• **EXCERPT**
Over at Mostly Harmless, the Mostly Thought-Provoking Constructivist has asked an interesting question:

What better way to acknowledge how truly awful a week this has been than to try to start a meme asking people to describe the posts they chose not to write out of respect for the recent dead?

As longtime raincoaster fans know, we’re so not about the memes here, but this one has jolted me out of my minimeme-izing mood and I’ve gone ahead and submitted it to Digg and Reddit, and you may second that if you so desire by clicking on those links.

Virginia TechI see eteraz has observed a moment of blog silence; I respect that and thought about doing that, but it did not seem authentic to me. A blog is silent until you post; for me, the best tribute I could give was not silence but meaningful speech. I did resolve not to speak on the issue unless I could usefully contribute; bandwagon-jumping is particularly abhorrent on a hearse.

• **DIRECTIVES**
1 – In the blog post, to which two sites did the author submit the meme?
2 – Resume the blog post about the meme and the week's deaths, picking up after its final sentence.
The items that follow have no connection to the blog post above.

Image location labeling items
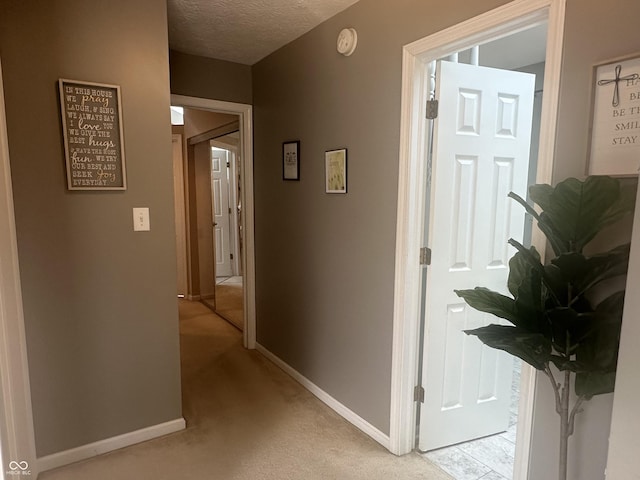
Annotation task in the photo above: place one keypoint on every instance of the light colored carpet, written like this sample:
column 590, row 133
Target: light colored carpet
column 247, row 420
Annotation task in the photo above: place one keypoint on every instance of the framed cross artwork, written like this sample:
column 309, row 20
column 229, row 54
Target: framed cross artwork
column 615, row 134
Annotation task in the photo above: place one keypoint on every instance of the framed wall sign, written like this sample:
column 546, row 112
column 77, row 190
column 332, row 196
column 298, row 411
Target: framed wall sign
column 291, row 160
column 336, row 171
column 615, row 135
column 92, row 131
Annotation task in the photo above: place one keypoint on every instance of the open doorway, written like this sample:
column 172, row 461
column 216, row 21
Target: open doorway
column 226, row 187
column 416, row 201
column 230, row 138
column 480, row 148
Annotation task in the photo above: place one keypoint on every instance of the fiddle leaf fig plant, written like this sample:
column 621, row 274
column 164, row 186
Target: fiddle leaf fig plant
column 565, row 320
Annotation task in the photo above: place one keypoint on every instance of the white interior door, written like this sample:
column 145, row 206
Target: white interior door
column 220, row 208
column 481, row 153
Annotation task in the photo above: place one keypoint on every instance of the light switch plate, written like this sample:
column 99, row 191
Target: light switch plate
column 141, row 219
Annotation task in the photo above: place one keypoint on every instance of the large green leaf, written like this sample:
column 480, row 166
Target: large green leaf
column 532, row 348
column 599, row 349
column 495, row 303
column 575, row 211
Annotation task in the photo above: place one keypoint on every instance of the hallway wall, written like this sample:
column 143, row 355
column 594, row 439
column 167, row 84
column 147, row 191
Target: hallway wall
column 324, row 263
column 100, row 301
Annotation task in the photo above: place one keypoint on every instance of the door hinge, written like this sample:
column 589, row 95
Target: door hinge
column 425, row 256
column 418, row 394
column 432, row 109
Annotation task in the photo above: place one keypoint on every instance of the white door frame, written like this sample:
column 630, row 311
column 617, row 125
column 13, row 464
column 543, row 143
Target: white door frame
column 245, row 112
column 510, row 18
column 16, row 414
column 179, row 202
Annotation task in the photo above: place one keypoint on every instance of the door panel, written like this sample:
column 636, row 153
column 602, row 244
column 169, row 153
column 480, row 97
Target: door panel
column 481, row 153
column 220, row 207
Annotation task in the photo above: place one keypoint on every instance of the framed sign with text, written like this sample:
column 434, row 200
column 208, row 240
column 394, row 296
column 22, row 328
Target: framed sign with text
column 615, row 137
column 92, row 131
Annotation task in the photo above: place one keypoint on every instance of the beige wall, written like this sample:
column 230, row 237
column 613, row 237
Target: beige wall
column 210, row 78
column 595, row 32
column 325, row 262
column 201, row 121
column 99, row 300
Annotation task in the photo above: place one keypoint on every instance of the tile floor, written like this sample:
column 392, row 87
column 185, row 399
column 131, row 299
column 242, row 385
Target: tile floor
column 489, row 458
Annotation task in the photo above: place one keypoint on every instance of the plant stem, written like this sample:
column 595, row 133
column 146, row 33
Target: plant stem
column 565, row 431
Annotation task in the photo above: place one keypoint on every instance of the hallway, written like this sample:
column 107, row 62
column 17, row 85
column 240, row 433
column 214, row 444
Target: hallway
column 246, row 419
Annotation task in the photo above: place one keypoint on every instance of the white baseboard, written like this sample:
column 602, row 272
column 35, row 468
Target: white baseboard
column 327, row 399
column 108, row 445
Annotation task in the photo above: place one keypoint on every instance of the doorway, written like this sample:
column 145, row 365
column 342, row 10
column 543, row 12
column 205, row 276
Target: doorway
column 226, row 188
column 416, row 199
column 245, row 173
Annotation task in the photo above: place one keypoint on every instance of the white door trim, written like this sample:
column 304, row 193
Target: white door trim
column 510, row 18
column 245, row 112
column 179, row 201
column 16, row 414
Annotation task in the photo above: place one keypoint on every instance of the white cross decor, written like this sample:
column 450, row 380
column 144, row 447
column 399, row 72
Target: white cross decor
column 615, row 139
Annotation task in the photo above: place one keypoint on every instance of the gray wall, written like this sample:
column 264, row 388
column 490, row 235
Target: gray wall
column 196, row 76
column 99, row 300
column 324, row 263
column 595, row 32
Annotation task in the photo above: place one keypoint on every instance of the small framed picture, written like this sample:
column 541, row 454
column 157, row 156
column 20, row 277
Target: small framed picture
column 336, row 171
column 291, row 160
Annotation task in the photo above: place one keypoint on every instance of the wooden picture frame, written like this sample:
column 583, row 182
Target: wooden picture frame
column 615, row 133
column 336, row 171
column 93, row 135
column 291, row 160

• **EXERCISE ANSWERS**
1 – Digg and Reddit.

2 –
As for me, well this isn’t going to cover me in glory but the fact is that I believe the first thing I posted after I learned about the shooting was an amusing and utterly flip quiz, At What Price Would You Sell Out? I generally resort to quizzes when I have nothing to say but want to feed the blog anyway, and so it seemed; as I posted it I thought, “well that’s bought me a few hours at least.”

The shootings sat in my brain for the next several hours, as I resisted the urge to learn more about them. That sounds strange, but after the ordeal I went through with the Kimveer Gill posts, I was not in a hurry to jump back into that trauma soup. In fact, I first learned about the Virginia Tech shootings when I was checking stats and saw that suddenly my Gill posts were doing very well.

Finally, I decided to give in to my impulses and find out what actually happened. It was clear the blogosphere was going nuts trying to find out information, and the police weren’t giving it out, so it became something more creative, more positive, than just sniffing at corpses; it became possible to, by finding and disseminating the truth, to help in some way. I spent some hours researching and saw that, one by one the mysteries were getting cleared up faster than I could possibly do a roundup. Any efforts on my part would only be duplications, so I didn’t make any roundups.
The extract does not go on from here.